◆ WHAT YOU NEED TO DO:
Set down the line that contains "Locate the sandy" and every line after it to the end of the entries, exactly as they stand and nothing more.

◆ DATA TO USE:
⁂

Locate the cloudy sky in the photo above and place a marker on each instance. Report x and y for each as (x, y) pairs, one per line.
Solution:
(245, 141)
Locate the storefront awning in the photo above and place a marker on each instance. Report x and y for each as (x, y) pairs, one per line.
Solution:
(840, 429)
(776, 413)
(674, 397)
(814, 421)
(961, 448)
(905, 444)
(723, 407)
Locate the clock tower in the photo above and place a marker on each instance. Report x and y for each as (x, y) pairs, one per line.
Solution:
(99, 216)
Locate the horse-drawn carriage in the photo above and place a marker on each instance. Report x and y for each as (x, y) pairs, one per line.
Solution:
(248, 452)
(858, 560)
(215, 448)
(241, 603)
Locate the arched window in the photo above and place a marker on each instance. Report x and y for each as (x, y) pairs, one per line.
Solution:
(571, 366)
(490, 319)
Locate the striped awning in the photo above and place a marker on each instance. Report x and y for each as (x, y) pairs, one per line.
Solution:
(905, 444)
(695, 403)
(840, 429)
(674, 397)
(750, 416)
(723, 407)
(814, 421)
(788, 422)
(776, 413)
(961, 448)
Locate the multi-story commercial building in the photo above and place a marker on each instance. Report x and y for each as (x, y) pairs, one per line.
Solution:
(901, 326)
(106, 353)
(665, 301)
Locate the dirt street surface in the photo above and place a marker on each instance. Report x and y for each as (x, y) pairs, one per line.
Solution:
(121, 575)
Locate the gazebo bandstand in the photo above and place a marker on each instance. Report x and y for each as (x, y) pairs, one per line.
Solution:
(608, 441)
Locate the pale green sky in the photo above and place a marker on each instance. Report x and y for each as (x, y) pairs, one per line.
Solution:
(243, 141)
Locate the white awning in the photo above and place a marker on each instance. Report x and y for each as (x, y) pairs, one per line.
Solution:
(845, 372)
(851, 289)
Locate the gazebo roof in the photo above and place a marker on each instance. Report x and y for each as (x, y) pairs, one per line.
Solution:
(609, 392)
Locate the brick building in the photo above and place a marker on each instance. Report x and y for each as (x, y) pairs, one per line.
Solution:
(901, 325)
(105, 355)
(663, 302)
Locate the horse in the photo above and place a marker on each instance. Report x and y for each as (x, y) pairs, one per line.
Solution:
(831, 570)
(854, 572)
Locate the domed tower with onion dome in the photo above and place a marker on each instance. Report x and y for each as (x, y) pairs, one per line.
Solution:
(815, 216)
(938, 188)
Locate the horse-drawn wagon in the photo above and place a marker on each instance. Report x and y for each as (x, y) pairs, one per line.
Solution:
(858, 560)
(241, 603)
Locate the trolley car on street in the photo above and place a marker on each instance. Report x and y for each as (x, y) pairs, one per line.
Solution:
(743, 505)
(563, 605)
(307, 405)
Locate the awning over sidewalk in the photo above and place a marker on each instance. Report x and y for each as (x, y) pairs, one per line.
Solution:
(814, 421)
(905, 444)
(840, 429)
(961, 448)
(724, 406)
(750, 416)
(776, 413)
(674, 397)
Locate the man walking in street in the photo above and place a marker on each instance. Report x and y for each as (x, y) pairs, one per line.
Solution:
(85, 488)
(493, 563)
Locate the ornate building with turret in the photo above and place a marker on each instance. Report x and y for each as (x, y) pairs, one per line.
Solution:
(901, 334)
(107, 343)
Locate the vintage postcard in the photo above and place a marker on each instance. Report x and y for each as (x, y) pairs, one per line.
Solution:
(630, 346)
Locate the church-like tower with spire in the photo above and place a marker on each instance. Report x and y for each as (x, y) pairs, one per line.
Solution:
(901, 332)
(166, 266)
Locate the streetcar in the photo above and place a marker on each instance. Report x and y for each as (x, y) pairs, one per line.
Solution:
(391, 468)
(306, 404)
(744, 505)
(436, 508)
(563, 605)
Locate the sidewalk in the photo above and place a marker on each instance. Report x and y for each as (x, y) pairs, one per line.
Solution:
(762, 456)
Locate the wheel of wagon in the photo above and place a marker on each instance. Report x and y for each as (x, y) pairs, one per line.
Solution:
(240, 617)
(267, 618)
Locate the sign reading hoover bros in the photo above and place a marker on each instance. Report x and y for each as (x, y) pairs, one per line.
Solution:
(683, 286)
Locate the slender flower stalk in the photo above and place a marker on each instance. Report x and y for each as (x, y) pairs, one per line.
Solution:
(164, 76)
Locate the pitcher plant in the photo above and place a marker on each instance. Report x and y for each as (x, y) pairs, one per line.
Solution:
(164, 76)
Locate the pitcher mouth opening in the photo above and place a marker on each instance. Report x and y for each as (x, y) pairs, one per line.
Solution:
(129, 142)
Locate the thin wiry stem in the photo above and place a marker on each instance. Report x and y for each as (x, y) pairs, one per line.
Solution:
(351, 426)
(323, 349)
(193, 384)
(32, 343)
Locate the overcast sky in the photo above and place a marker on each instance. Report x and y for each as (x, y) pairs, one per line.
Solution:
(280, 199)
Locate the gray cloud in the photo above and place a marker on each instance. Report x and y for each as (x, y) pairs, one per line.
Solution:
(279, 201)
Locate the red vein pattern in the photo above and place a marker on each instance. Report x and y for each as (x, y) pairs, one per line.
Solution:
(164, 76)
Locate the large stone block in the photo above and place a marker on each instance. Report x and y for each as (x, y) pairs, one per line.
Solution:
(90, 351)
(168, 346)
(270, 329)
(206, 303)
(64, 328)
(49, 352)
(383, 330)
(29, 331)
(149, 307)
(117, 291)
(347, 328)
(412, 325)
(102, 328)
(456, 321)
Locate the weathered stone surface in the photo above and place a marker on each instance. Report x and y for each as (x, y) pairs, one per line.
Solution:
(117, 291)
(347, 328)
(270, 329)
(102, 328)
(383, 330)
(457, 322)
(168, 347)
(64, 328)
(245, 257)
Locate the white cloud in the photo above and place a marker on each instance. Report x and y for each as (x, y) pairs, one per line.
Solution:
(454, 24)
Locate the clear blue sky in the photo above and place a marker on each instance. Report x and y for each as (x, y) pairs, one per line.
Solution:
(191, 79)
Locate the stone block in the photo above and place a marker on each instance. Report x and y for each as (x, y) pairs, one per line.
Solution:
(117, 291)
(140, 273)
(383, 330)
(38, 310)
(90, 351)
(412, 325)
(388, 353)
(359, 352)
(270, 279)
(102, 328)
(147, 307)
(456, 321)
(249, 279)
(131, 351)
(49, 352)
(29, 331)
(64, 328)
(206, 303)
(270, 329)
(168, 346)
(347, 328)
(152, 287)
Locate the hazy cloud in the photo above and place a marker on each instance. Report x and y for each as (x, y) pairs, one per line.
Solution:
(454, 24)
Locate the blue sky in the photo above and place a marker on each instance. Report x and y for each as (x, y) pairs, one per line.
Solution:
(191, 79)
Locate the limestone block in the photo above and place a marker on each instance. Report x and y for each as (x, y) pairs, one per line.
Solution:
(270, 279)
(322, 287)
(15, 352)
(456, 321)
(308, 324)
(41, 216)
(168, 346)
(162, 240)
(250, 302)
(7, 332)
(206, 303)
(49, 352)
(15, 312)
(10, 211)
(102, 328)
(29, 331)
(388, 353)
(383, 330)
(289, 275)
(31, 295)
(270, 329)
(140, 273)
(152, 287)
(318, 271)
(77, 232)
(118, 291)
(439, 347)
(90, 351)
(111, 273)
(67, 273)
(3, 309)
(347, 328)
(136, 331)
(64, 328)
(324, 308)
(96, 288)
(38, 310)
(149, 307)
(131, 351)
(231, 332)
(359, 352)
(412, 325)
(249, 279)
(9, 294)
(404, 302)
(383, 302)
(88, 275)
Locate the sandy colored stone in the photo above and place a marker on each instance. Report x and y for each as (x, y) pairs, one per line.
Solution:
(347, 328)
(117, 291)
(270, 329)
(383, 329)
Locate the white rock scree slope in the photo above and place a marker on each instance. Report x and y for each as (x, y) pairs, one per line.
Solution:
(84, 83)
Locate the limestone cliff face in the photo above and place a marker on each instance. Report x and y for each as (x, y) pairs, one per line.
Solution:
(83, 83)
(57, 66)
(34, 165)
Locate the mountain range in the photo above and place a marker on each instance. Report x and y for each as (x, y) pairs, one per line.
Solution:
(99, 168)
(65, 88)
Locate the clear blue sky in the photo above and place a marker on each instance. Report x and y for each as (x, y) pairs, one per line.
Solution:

⁂

◆ RESULT OF THE EXERCISE:
Locate the sandy colored stone in the photo above and place a marker on each instance. Report x and y for each as (x, y) pairs, one per line.
Solution:
(347, 328)
(117, 291)
(270, 329)
(383, 329)
Locate the white rock scree slope in the photo above and place a marker on each instance. Report x and y for each as (x, y) pairs, one per line.
Solution:
(84, 83)
Locate the limestone cliff face in the photo above and place a marker on each instance. Report x and y for each as (x, y) pairs, one per line.
Solution:
(83, 83)
(57, 66)
(34, 165)
Locate the mountain range in the photo above and place a marker on each instance. Report x and y for each as (x, y) pairs, one per line.
Solution:
(99, 168)
(65, 88)
Locate the clear blue sky in the photo above and place a marker on each instance. Report x and y for each as (x, y) pairs, one per line.
Solution:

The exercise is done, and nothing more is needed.